No state in the U.S. and no agribusiness titan anywhere in the U.S. can overlook this mandate: people do not want farm animals to be treated with wanton cruelty, declared Humane Society of the U.S. president Wayne Pacelle.
The factory farm corporations that spent $9 million to oppose Proposition 2 would have us all believe that urban city slickers just don t know what it s really like on the farm. They tried to romanticize agriculture and use farmers as spokespersons, even though these are the very corporations that have polluted rural communities and pushed family farms out of business, added Markarian. The vote demonstrates that urban and rural citizens alike saw through it all. We didn t just win wide margins in Los Angeles and the San Francisco Bay area. We also won solid majorities in rural counties such as Kern, Imperial, Riverside, and San Bernardino.
As California goes, so goes the nation, predicted Farm Sanctuary president Gene Baur. Veal crates, gestation crates and battery cage confinement have been banned throughout Europe, but remain common across most of the U.S.  With the passage of Proposition 2, California becomes the fifth state to outlaw gestation crates, joining Florida, Arizona, Oregon and Colorado, and is the third to outlaw veal crates, joining Arizona and Colorado. California becomes the first state to ban battery cages for laying hens. Other states will follow, Baur said.
Agreed the agribusiness trade publication Feedstuffs, Passage represents a huge victory for Farm Sanctuary and the Humane Society of the United States… It is largely expected that Farm Sanctuary and HSUS will employ momentum from their victory to carry the measure to other states that have ballot initiatives, and to state assemblies in those states that do not.
Question 3, requiring an end to greyhound racing in Massachusetts by 2010, drew 57% voter support. Grey2K USA founders Christine Dorchak and Carey Theil succeeded in passing the greyhound racing ban in their third try. Losing their first attempt in 2000 by just 1% of the vote, they appeared likely to win in 2006, until the Supreme Judicial Court of Massachusetts rejected as overbroad a proposed ballot initiative that besides banning greyhound racing would also have increased the sentences for dogfighting and harming police dogs.

**Exercise data**.
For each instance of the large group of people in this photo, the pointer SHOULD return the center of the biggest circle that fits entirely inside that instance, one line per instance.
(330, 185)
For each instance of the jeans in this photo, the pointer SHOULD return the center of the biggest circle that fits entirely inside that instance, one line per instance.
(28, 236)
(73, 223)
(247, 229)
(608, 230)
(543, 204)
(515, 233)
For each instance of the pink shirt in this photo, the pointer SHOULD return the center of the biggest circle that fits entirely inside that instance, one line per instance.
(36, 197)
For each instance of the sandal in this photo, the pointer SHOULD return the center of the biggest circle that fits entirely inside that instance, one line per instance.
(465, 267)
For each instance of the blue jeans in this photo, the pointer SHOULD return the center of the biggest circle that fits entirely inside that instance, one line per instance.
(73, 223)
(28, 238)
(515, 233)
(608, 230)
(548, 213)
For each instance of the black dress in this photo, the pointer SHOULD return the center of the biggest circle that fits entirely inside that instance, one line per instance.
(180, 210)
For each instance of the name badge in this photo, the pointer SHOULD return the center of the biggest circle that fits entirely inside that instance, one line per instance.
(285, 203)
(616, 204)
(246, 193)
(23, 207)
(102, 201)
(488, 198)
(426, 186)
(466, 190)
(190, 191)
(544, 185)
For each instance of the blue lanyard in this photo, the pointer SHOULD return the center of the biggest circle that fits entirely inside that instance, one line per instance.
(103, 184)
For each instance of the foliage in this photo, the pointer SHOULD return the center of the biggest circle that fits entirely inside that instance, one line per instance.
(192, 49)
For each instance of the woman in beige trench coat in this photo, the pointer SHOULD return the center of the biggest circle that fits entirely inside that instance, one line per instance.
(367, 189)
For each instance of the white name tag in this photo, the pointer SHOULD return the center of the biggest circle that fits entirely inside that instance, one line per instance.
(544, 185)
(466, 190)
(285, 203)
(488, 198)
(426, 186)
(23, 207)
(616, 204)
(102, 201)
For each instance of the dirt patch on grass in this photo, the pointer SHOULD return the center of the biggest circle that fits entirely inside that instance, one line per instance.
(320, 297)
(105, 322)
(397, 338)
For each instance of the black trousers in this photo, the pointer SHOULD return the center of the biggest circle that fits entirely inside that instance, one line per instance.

**Exercises**.
a – Decide whether each statement below agrees with the Proposition 2 text above, answering yes or no and quoting the text's deciding words: (i) California is the first state to ban battery cages for laying hens; (ii) Question 3 drew 57% voter support; (iii) the Grey2K USA founders passed the greyhound racing ban on their first attempt.
b – According to the Proposition 2 text above, how much did the factory farm corporations spend to oppose Proposition 2?
c – List every state that the Proposition 2 text above names as having outlawed gestation crates, including California.

**Answers for the tasks**.
a –
(i) Yes: "California becomes the first state to ban battery cages for laying hens."
(ii) Yes: "Question 3, requiring an end to greyhound racing in Massachusetts by 2010, drew 57% voter support."
(iii) No: "succeeded in passing the greyhound racing ban in their third try."

b – $9 million.

c – California, Florida, Arizona, Oregon, Colorado